* **Requirement**
Return the listing below word for word.

· · · · ·

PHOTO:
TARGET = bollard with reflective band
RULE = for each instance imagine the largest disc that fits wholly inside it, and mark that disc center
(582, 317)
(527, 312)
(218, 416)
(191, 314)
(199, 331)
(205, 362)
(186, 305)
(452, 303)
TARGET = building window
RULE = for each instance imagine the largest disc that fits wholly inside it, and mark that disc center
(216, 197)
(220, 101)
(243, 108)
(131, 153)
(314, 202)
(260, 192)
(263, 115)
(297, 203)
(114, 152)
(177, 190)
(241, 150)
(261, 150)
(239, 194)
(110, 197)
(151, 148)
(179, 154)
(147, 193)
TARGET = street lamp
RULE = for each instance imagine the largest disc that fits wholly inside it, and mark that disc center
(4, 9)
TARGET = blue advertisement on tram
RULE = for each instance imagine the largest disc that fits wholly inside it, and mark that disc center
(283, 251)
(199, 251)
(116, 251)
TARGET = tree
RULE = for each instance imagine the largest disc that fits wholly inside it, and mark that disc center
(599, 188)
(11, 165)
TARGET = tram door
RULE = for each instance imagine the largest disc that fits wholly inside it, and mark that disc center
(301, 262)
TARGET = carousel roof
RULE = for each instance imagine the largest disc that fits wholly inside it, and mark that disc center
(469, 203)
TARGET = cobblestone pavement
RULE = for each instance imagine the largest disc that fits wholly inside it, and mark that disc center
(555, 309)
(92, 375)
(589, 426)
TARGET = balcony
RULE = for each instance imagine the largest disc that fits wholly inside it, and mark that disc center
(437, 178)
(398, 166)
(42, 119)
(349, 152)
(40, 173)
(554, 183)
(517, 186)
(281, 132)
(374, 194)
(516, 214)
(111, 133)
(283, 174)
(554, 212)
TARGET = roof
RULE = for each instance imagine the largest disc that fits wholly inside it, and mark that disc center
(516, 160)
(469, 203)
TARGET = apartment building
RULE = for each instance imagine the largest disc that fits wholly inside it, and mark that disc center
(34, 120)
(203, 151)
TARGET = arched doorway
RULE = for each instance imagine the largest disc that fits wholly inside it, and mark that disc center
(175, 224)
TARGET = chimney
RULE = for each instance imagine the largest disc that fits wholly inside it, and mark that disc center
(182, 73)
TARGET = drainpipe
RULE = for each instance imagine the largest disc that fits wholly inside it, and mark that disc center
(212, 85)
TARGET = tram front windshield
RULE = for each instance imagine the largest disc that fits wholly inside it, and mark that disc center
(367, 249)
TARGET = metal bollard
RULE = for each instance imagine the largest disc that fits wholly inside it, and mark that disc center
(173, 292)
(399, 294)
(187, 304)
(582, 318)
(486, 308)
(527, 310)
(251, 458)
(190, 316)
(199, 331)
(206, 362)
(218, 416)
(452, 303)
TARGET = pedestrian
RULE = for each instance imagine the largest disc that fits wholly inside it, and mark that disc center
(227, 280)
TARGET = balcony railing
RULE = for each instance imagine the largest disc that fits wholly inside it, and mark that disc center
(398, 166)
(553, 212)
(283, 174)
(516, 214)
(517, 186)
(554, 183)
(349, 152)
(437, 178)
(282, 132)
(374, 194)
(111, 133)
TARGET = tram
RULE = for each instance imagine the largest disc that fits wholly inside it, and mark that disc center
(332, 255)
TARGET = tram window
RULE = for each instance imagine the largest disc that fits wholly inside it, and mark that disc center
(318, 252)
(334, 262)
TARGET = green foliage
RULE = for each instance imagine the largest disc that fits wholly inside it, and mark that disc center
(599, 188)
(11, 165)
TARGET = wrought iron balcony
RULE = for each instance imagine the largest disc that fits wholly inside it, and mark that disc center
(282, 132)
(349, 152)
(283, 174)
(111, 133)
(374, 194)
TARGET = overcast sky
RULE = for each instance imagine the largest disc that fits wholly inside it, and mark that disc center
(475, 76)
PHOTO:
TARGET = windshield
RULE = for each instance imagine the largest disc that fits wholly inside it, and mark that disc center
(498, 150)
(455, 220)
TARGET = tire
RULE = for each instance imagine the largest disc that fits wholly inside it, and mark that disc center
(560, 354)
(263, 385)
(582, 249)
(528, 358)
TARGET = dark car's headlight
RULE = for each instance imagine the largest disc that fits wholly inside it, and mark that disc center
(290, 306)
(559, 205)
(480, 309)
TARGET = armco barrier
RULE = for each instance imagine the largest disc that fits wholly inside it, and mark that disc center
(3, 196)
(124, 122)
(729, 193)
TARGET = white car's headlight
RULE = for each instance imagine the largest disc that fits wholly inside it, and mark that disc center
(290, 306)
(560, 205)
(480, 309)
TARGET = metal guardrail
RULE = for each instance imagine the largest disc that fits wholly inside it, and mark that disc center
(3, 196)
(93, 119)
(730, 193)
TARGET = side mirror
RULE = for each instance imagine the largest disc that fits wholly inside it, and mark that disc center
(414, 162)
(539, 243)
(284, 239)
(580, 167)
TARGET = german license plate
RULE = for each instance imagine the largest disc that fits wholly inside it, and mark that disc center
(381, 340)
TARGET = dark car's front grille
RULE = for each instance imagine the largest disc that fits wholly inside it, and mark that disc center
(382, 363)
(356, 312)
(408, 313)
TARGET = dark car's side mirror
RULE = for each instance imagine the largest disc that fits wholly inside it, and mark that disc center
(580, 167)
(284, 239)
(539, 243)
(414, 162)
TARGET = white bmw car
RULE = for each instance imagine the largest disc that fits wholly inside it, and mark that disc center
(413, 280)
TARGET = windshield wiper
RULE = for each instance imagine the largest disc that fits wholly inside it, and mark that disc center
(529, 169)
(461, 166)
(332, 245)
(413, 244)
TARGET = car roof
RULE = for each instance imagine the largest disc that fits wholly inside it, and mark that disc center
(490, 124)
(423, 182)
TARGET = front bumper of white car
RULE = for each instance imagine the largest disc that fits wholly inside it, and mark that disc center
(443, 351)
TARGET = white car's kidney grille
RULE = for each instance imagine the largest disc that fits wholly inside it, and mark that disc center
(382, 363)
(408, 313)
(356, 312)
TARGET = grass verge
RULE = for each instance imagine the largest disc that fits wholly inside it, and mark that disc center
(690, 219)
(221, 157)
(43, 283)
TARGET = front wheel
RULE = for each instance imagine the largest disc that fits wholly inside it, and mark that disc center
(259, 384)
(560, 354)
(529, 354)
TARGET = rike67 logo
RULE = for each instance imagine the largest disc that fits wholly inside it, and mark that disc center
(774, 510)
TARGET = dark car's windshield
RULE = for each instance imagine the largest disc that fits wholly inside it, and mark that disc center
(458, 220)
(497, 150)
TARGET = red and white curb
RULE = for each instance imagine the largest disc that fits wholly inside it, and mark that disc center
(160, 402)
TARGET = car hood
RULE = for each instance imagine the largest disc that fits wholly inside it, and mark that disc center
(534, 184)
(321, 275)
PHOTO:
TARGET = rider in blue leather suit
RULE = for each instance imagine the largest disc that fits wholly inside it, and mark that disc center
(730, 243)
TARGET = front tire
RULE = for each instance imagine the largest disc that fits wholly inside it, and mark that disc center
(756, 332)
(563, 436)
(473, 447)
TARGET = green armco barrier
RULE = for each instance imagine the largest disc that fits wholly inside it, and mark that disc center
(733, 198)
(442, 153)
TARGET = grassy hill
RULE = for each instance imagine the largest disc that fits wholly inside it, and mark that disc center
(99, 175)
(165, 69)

· · · · ·

* **Solution for this exercise**
PHOTO:
TARGET = bollard with reflective band
RULE = for each instance imagine the largest disc that fits wholly inside it, and mark that disc center
(582, 317)
(527, 312)
(218, 416)
(191, 314)
(199, 331)
(205, 362)
(186, 305)
(452, 303)
TARGET = building window
RULE = for each instance imagine the largest disc that fits wholly inside it, and mark that disc center
(216, 197)
(220, 101)
(243, 108)
(131, 153)
(314, 202)
(260, 192)
(263, 115)
(297, 203)
(114, 152)
(177, 190)
(241, 150)
(261, 150)
(239, 194)
(110, 197)
(151, 148)
(179, 154)
(147, 193)
TARGET = street lamp
RULE = for each instance imagine the largest disc that fits wholly inside it, and mark that disc center
(4, 9)
TARGET = blue advertisement on tram
RULE = for each instance imagine the largest disc that fits wholly inside it, and mark that disc center
(283, 251)
(199, 251)
(116, 251)
TARGET = tree
RULE = for each instance imagine the largest disc that fits wholly inside it, and mark that disc center
(599, 188)
(11, 165)
TARGET = tram door
RULE = for each instance imagine the largest disc that fits wholly inside it, and mark that disc center
(301, 262)
TARGET = carousel roof
RULE = for each instance imagine the largest disc that fits wholly inside it, and mark that disc center
(469, 203)
TARGET = cobblestone pavement
RULE = for each instance imagine the largest disc that fits wholly inside it, and mark that disc center
(555, 309)
(92, 375)
(589, 426)
TARGET = balcony
RULE = for each instance imagine the largest disc that fits wholly inside it, and mark that disc center
(437, 178)
(398, 166)
(42, 119)
(349, 152)
(40, 173)
(554, 183)
(517, 186)
(281, 132)
(374, 194)
(516, 214)
(111, 133)
(283, 174)
(554, 212)
TARGET = roof
RULE = for each instance imagine the largest disc that fits wholly inside it, and mark that disc center
(516, 160)
(469, 203)
TARGET = apartment building
RULE = for each instance imagine the largest disc that fits wholly inside it, and mark that disc center
(34, 120)
(203, 151)
TARGET = arched doorway
RULE = for each instance imagine the largest disc that fits wholly inside it, and mark that disc center
(175, 224)
TARGET = chimney
RULE = for each instance imagine the largest disc that fits wholly inside it, and mark that disc center
(182, 73)
TARGET = drainpipe
RULE = for each instance imagine the largest disc that fits wholly inside it, and mark that disc center
(212, 85)
TARGET = tram front windshield
RULE = for each instance imagine the largest disc that fits wholly inside it, and mark that disc center
(367, 249)
TARGET = metal bollard
RULE = for each instance imagine the largest disc that fits wholly inside it, and mark that disc center
(173, 292)
(399, 294)
(187, 304)
(582, 318)
(486, 308)
(527, 310)
(251, 458)
(190, 316)
(199, 331)
(206, 362)
(218, 416)
(452, 303)
TARGET = pedestrian
RULE = for each instance imagine the largest disc that fits wholly inside it, and mark that disc center
(227, 280)
TARGET = balcony railing
RULE = for each instance imagine the largest disc that fits wholly inside it, and mark that disc center
(398, 166)
(553, 212)
(283, 174)
(516, 214)
(517, 186)
(554, 183)
(349, 152)
(437, 178)
(282, 132)
(374, 194)
(111, 133)
TARGET = tram
RULE = for each instance imagine the largest disc that fits wholly inside it, and mark that disc center
(332, 255)
TARGET = tram window
RULE = for each instance imagine the largest disc that fits wholly inside it, and mark that disc center
(318, 252)
(334, 262)
TARGET = green foliage
RULE = for each instance imagine the largest disc that fits wholly inside it, and mark that disc center
(599, 188)
(11, 165)
TARGET = wrought iron balcony
RULE = for each instance imagine the largest disc that fits wholly inside it, and mark that disc center
(282, 132)
(349, 152)
(283, 174)
(111, 133)
(374, 194)
TARGET = overcast sky
RULE = for each instance imagine the largest disc that fits wholly inside it, and mark that disc center
(475, 76)
PHOTO:
TARGET = windshield
RULE = for each instance imagine the largest disc that fits wholly inside it, and mark that disc center
(498, 150)
(455, 220)
TARGET = tire
RULE = for each instance imagine the largest disc that fits wholly inside it, and mark that disc center
(560, 354)
(263, 385)
(582, 249)
(528, 358)
TARGET = dark car's headlight
RULE = for each instance imagine the largest disc that fits wholly inside it, and mark that disc center
(290, 306)
(559, 205)
(480, 309)
TARGET = armco barrier
RULE = for each instance imagine the largest disc that fits wholly inside it, and mark that disc center
(3, 196)
(124, 122)
(729, 193)
TARGET = white car's headlight
RULE = for each instance imagine the largest disc that fits wholly inside it, and mark that disc center
(290, 306)
(560, 205)
(480, 309)
TARGET = metal guardrail
RULE = for each instance imagine the largest disc that fits wholly inside it, and mark that disc center
(3, 196)
(93, 119)
(730, 193)
TARGET = side mirror
RULE = for each instance imagine the largest disc that fits wholly inside it, and mark that disc center
(414, 162)
(539, 243)
(284, 239)
(580, 167)
TARGET = german license plate
RULE = for each instance imagine the largest disc that fits wholly inside it, and mark that disc center
(381, 340)
TARGET = dark car's front grille
RULE = for each instance imagine the largest disc that fits wholly inside it, and mark that disc center
(382, 363)
(356, 312)
(408, 313)
TARGET = dark car's side mirror
RULE = for each instance imagine the largest disc that fits wholly inside it, and mark that disc center
(580, 167)
(284, 239)
(539, 243)
(414, 162)
TARGET = white bmw car
RULE = for each instance imagine the largest disc that fits wholly inside it, and mark that disc center
(413, 280)
TARGET = windshield wiper
RULE = for each instance imagine the largest disc that fits wholly inside it, and mark that disc center
(529, 169)
(461, 166)
(332, 245)
(413, 244)
TARGET = car roof
RULE = for each instance imagine the largest disc that fits wholly inside it, and mark that disc center
(490, 124)
(423, 182)
TARGET = front bumper of white car
RULE = for each instance imagine the largest disc that fits wholly inside it, and mark that disc center
(443, 351)
TARGET = white car's kidney grille
RULE = for each instance imagine the largest disc that fits wholly inside it, and mark that disc center
(382, 363)
(408, 313)
(356, 312)
TARGET = grass verge
RULE = for each instance imagine the largest disc that fits wholly inside it, and mark that disc center
(690, 219)
(221, 157)
(43, 283)
TARGET = front wheel
RULE = for each instance imagine the largest disc that fits wholly inside it, and mark that disc center
(259, 384)
(560, 354)
(529, 354)
TARGET = rike67 logo
RULE = for each instance imagine the largest disc that fits wholly inside it, and mark that disc center
(774, 510)
TARGET = dark car's windshield
RULE = for each instance imagine the largest disc that fits wholly inside it, and mark that disc center
(458, 220)
(497, 150)
TARGET = red and white curb
RULE = for each instance imagine the largest disc that fits wholly inside it, and mark that disc center
(160, 402)
TARGET = car hood
RULE = for each instance imagine the largest disc that fits wholly inside it, and mark that disc center
(534, 184)
(321, 275)
PHOTO:
TARGET = rider in blue leather suit
RULE = for each instance imagine the largest disc that fits wholly inside it, and mark that disc center
(730, 243)
TARGET = front tire
RULE = for each instance imagine the largest disc that fits wholly inside it, and mark that disc center
(756, 332)
(563, 436)
(473, 447)
TARGET = green armco barrier
RULE = for each instance imagine the largest disc that fits wholly inside it, and mark that disc center
(733, 198)
(442, 153)
TARGET = grassy hill
RULE = for each instance imagine the largest disc that fits wholly inside it, and mark that disc center
(99, 175)
(165, 69)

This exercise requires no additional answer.